Omit images. Retype all entries verbatim.

"""

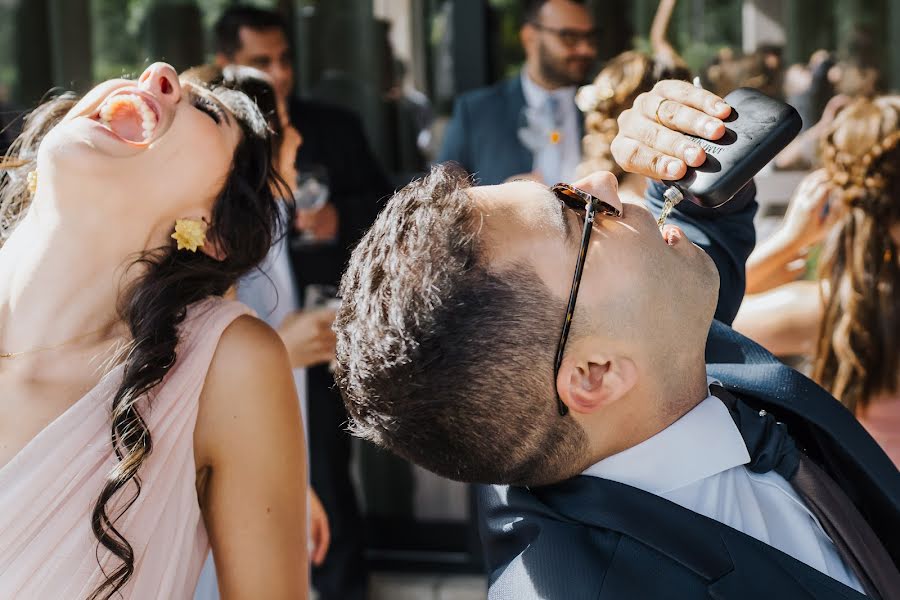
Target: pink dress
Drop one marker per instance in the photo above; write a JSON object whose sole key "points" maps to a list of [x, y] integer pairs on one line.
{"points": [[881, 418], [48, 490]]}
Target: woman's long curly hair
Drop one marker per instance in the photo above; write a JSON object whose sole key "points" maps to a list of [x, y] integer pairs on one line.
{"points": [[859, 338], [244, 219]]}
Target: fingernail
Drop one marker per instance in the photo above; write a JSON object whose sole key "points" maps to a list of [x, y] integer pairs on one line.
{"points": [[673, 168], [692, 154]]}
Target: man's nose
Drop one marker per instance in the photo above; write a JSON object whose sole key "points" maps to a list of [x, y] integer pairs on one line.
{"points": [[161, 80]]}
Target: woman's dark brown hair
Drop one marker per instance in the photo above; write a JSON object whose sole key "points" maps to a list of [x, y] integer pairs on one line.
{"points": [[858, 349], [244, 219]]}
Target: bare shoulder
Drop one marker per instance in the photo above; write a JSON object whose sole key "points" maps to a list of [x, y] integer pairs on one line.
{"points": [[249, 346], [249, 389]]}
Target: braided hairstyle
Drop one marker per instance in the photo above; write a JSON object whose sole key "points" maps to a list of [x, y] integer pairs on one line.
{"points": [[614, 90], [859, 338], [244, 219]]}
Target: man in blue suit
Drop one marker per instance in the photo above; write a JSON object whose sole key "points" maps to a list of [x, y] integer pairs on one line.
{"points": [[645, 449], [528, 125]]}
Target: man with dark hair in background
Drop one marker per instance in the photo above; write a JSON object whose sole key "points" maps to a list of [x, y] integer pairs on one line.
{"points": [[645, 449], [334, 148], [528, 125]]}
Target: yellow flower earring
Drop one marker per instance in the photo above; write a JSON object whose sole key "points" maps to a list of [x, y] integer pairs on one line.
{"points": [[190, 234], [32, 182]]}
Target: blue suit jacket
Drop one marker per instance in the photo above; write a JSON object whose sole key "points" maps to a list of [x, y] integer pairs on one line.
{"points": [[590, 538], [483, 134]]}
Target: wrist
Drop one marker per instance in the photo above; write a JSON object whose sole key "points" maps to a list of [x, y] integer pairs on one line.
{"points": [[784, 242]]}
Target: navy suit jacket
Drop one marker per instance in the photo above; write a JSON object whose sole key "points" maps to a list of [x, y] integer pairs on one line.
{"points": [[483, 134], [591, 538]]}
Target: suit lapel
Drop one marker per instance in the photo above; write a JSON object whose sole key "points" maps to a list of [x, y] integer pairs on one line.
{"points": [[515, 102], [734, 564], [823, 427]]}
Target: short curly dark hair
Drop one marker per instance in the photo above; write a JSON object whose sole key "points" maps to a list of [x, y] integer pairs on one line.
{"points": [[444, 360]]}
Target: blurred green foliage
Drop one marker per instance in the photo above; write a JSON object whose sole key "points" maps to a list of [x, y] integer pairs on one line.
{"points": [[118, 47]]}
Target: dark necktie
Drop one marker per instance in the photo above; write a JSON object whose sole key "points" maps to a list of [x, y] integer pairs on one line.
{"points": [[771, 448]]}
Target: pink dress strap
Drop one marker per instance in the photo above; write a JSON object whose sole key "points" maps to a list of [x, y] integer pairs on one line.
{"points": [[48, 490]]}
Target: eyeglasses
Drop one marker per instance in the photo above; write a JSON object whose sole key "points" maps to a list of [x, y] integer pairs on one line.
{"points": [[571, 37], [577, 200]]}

"""

[RESPONSE]:
Target: pink dress
Drop one marker per instance in the photo above; write a JSON object whose sole key "points" maps to a list of [x, y] integer pairs on one line.
{"points": [[881, 418], [48, 490]]}
Target: woman's long curly hair
Drop one marker per instance in the photo above; write a JSON object whose sole key "points" maps to a list of [x, y] integer pairs on one line.
{"points": [[859, 338], [244, 219]]}
Target: fingernail
Drop one marker per instance in the photo above; write a JSON object whose sole key "points" maps to a list of [x, y] integer pairs on one line.
{"points": [[673, 168], [692, 154]]}
Target: man's nose
Drop one marker per instance in the photo above; write a JSON object whose sole key "points" maps to a list of [x, y] integer pairs on one line.
{"points": [[161, 80]]}
Target: woman's dark brown hair
Drop one marker per instance in the photo above; write a JSON object whose sole key "points" maps to a list of [x, y] integer pairs on one line.
{"points": [[858, 349], [244, 219]]}
Target: bare shoulder
Drop one marker per instance in the photo above; write a JSON object whose sole key "points" maps to a list of [x, y] integer pairs on one line.
{"points": [[249, 346], [249, 389]]}
Target: braided hairstyle
Drop one marker per instance in the photo above; write a JSON object whose sole key "points" maps to a list of [x, y] integer pairs on one line.
{"points": [[614, 90], [859, 338], [244, 219]]}
Target: man in blue suit
Drop one marker per instance in the photo above; write a JSON object whose sole key "points" maps to a list of [x, y] integer pairs on one line.
{"points": [[645, 449], [528, 125]]}
Target: man with dark hair in background
Drop one marker per instance in the photo above; write a JSON object whose sole key "points" maps to a list of [x, y] integer pairs on one line.
{"points": [[645, 449], [334, 148], [528, 125]]}
Target: yellow flower earring
Drop one marker per instance in the photo above; write a JSON object whose sole key "points" maps to a list of [x, y] integer pairs on one line.
{"points": [[190, 234], [32, 182]]}
Target: blue suit jacket
Drop one marker per instance in the photo above; write a JSON object whose sole key "points" maps to a list of [x, y] integer pairs on one line.
{"points": [[590, 538], [483, 134]]}
Target: wrist
Drop one marker per instance in the photo above; write a JSON object whose sole key "points" maps to a list of [x, y] integer pairs on one line.
{"points": [[784, 242]]}
Target: navy suit jacket
Drop one marker per instance in the photo above; write a JSON object whose sole key "points" maps to a list of [x, y] integer pairs on one line.
{"points": [[483, 134], [591, 538]]}
Target: suit lapel
Drop one marker per instance in the photo above; write a JSON object whose sole key "points" maps to a list of [x, y] integer pairs on one line.
{"points": [[515, 102], [734, 564], [823, 427]]}
Target: short curly dark hair
Drop one marker per instance in the photo above; write a JSON object whose sole key "points" maps to a list of [x, y] integer pairs on one line.
{"points": [[444, 360]]}
Target: blurred green foliage
Drop one marker per instance in the photo above; write a JSON object whose sole key "points" maps to a list of [x, y] integer pairs on one line.
{"points": [[118, 47]]}
Target: dark necktie
Drop one marker per instance in the photo above; write a JSON object whose sole key "points" maps to a list of [x, y] integer pairs on one line.
{"points": [[771, 448]]}
Target: pink dress strap
Drop one marker per instance in the photo above; write a JSON object whose sole key "points" maps to a list of [x, y] integer pairs on one line.
{"points": [[48, 490]]}
Target: eyeglasses
Drop one marker per instance in the photo above; write a JSON object whose sole key "points" maps to a list of [x, y] integer pairs on one line.
{"points": [[571, 37], [577, 200]]}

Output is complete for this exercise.